*Task objective*: Give the data below again, word for word.

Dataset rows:
--------

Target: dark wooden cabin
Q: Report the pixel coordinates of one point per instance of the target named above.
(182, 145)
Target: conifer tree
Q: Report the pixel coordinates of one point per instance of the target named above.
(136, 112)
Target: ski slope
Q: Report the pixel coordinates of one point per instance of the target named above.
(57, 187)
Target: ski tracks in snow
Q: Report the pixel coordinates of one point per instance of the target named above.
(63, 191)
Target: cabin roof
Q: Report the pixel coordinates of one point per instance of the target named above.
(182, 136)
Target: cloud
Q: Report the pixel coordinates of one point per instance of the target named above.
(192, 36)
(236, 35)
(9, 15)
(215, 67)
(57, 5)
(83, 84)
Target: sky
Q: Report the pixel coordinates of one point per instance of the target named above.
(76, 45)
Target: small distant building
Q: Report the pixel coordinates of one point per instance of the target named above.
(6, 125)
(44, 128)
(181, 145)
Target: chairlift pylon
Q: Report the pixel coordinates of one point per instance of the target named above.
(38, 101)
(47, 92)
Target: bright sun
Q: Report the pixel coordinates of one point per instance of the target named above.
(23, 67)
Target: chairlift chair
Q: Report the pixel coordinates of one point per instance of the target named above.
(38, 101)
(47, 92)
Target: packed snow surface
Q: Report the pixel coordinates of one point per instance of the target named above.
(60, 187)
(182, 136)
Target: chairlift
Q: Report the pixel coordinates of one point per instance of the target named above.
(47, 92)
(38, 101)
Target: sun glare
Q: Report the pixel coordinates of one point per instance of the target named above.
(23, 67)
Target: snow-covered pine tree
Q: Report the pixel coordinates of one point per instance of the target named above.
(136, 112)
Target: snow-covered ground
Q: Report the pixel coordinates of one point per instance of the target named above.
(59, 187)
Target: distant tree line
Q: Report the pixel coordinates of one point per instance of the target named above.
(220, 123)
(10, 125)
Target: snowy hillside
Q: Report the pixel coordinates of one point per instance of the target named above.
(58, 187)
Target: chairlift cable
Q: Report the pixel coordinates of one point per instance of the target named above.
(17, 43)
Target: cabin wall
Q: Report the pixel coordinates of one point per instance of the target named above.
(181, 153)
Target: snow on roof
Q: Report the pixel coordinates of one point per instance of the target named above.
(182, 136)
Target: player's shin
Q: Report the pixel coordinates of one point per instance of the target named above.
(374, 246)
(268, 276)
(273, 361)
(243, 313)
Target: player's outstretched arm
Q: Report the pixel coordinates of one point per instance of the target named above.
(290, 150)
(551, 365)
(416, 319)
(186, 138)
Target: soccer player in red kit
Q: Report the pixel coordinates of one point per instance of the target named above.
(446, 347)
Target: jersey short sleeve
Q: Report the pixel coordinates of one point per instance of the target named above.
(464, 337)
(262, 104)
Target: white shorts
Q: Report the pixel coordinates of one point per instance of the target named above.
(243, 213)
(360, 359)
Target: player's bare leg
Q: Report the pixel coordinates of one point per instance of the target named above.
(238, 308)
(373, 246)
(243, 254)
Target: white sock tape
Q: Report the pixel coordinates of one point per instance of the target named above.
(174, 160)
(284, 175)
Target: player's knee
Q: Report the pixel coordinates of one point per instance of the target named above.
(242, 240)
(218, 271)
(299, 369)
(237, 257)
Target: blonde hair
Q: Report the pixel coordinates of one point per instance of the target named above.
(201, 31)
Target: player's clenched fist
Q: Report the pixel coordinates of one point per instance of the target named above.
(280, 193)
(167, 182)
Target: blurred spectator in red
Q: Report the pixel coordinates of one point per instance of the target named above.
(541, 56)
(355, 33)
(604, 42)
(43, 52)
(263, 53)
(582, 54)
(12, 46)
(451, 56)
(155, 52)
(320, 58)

--------

*Output for this task*:
Target: dark wooden cabin
Q: Report the pixel coordinates of one point per instance of the target named above.
(182, 145)
Target: conifer tree
Q: Report the pixel coordinates of one point per instance of the target named above.
(136, 112)
Target: ski slope
Q: Report the pixel coordinates of one point per instance of the target named above.
(57, 187)
Target: ski tracks in snow
Q: Report the pixel coordinates of one point per instance of the target named above.
(63, 191)
Target: cabin roof
Q: Report the pixel coordinates of one point per instance of the target named above.
(182, 136)
Target: cloud
Q: Report the pixel coordinates of one point per instance of the target named above.
(192, 36)
(236, 35)
(9, 15)
(215, 67)
(57, 5)
(83, 84)
Target: sky
Q: Report the pixel coordinates of one point per instance of the target named above.
(76, 45)
Target: small distant building
Q: Report the pixel coordinates of one point per instance of the target named above.
(6, 125)
(44, 128)
(181, 145)
Target: chairlift pylon
Q: Report the pixel coordinates of one point per instance of the target named above.
(38, 101)
(47, 92)
Target: bright sun
Q: Report the pixel coordinates of one point per instance of the target named above.
(23, 67)
Target: chairlift chair
Q: Report the pixel coordinates of one point per instance of the target named above.
(38, 101)
(47, 92)
Target: packed snow surface
Q: Report the pixel coordinates of one point per instance of the target named above.
(60, 187)
(182, 136)
Target: chairlift
Q: Report the pixel coordinates of one point per instance of the target named above.
(47, 92)
(38, 101)
Target: sun glare
Q: Report the pixel coordinates of one point per instance of the target named above.
(23, 67)
Target: snow-covered pine tree
Q: Report the pixel coordinates of one point per instance of the target named above.
(136, 112)
Target: snow-covered ground
Q: Report the pixel coordinates of one point per instance of the target named above.
(59, 187)
Target: distant tree line
Q: Report the pixel coordinates of one point per instance of the target named above.
(220, 123)
(10, 125)
Target: snowy hillside
Q: Report the pixel coordinates of one point per instance of the target named above.
(58, 187)
Target: chairlift cable
Q: Report the pixel coordinates of one point per instance of the target named above.
(17, 43)
Target: cabin wall
Q: Report the pixel coordinates of one point per instance of the target named above.
(181, 153)
Target: snow on roof
Q: Report the pixel coordinates of one point per instance of the target named above.
(182, 136)
Target: player's shin
Q: Report the pixel coordinates of one point per instance of the target named above.
(374, 246)
(268, 276)
(273, 361)
(243, 313)
Target: player's outstretched arm
Q: Report the pixel coordinates of one point per instance of the target named above.
(290, 150)
(551, 365)
(416, 319)
(186, 138)
Target: soccer player in red kit
Q: Report the pixel coordinates of one point per instance of the target named above.
(446, 347)
Target: jersey short sleeve
Q: Report the pixel coordinates of one point per instance of the target named above.
(464, 337)
(262, 104)
Target: white shorts
Q: Report the pixel coordinates of one point per instance of the target named above.
(243, 213)
(360, 359)
Target: player's bare leg
Q: Report the pixel coordinates of one point per instance of the target named above.
(238, 308)
(373, 246)
(243, 254)
Target: white sock tape
Q: Report the pixel coordinates of one point per instance of the target named above.
(174, 160)
(284, 175)
Target: player's knee
Q: Report the pixel coordinates of one point per instance of the target named above.
(242, 240)
(218, 271)
(299, 369)
(237, 257)
Target: blonde hair
Q: Report the pixel coordinates of one point per instance of the target named above.
(201, 31)
Target: player's clenched fist
Q: Report the pixel coordinates of one point per instance of the target named above.
(280, 193)
(167, 182)
Target: blurred spectator in red
Q: Report the pixel coordinates of one point per instance of the target named above.
(541, 56)
(355, 33)
(604, 42)
(43, 52)
(263, 53)
(582, 54)
(12, 46)
(451, 56)
(155, 52)
(320, 58)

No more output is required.